= EXTRACTED ENTRIES =
__________________________________________________
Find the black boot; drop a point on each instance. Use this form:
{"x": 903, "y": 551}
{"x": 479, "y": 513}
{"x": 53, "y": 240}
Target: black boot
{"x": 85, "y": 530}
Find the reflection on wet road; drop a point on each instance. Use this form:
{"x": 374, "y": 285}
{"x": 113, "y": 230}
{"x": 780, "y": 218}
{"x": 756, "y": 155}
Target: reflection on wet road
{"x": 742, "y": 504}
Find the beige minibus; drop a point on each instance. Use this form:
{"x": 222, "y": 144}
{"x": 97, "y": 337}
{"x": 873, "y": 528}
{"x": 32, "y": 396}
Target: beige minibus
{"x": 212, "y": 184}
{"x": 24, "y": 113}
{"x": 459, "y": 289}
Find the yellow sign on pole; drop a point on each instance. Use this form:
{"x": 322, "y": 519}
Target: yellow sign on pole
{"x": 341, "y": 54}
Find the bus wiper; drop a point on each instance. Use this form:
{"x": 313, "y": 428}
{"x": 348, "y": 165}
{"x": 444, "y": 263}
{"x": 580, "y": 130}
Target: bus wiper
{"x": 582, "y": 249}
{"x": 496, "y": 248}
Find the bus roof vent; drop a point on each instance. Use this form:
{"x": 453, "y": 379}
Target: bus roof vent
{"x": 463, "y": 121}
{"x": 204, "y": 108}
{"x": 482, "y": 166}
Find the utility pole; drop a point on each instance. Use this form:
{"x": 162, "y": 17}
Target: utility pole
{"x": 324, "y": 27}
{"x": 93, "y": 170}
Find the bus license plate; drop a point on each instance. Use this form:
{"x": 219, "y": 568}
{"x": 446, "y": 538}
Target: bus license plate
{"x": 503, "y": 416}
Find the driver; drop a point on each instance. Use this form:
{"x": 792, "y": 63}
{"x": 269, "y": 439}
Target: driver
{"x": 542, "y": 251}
__________________________________________________
= AIM OF THE EXERCISE =
Output every line of the entries above as a JSON array of strings, one string per line, omitting any blank lines.

= THE SOLUTION =
[
  "Find the black boot; drop a point on each instance. Use this form:",
  "{\"x\": 903, \"y\": 551}",
  "{\"x\": 479, \"y\": 513}",
  "{\"x\": 53, \"y\": 240}",
  "Target: black boot",
  "{\"x\": 85, \"y\": 530}",
  "Find the reflection on wet road; drop a point on each instance. Use this form:",
  "{\"x\": 374, \"y\": 285}",
  "{\"x\": 113, \"y\": 230}",
  "{\"x\": 780, \"y\": 218}",
  "{\"x\": 756, \"y\": 155}",
  "Target: reflection on wet road",
  "{\"x\": 742, \"y\": 504}",
  "Find the beige minibus; drop a point on each instance. Use this form:",
  "{\"x\": 222, \"y\": 144}",
  "{\"x\": 97, \"y\": 337}",
  "{\"x\": 873, \"y\": 528}",
  "{\"x\": 32, \"y\": 396}",
  "Target: beige minibus",
  "{\"x\": 212, \"y\": 184}",
  "{\"x\": 24, \"y\": 113}",
  "{\"x\": 459, \"y\": 289}",
  "Find the yellow sign on pole; drop a point on each instance. Use this form:",
  "{\"x\": 322, \"y\": 519}",
  "Target: yellow sign on pole",
  "{\"x\": 341, \"y\": 54}",
  "Find the bus wiper; drop a point on each instance. Use this form:",
  "{\"x\": 313, \"y\": 428}",
  "{\"x\": 348, \"y\": 165}",
  "{\"x\": 444, \"y\": 263}",
  "{\"x\": 580, \"y\": 130}",
  "Target: bus wiper",
  "{\"x\": 582, \"y\": 249}",
  "{\"x\": 496, \"y\": 248}",
  "Find the bus roof vent; drop a point on each instance. Use this form:",
  "{\"x\": 453, \"y\": 379}",
  "Target: bus roof vent",
  "{\"x\": 463, \"y\": 121}",
  "{\"x\": 204, \"y\": 108}",
  "{\"x\": 482, \"y\": 166}",
  "Find the utility pole; drop a point on each instance. Use this form:",
  "{\"x\": 162, \"y\": 17}",
  "Target: utility pole",
  "{\"x\": 324, \"y\": 27}",
  "{\"x\": 93, \"y\": 170}",
  "Find the bus license plate; drop a point on each instance. Use this form:",
  "{\"x\": 219, \"y\": 568}",
  "{\"x\": 446, \"y\": 538}",
  "Target: bus license plate",
  "{\"x\": 503, \"y\": 416}",
  "Find the driver; drop a point on each instance. Use this form:",
  "{\"x\": 792, \"y\": 63}",
  "{\"x\": 269, \"y\": 439}",
  "Target: driver",
  "{\"x\": 542, \"y\": 251}"
]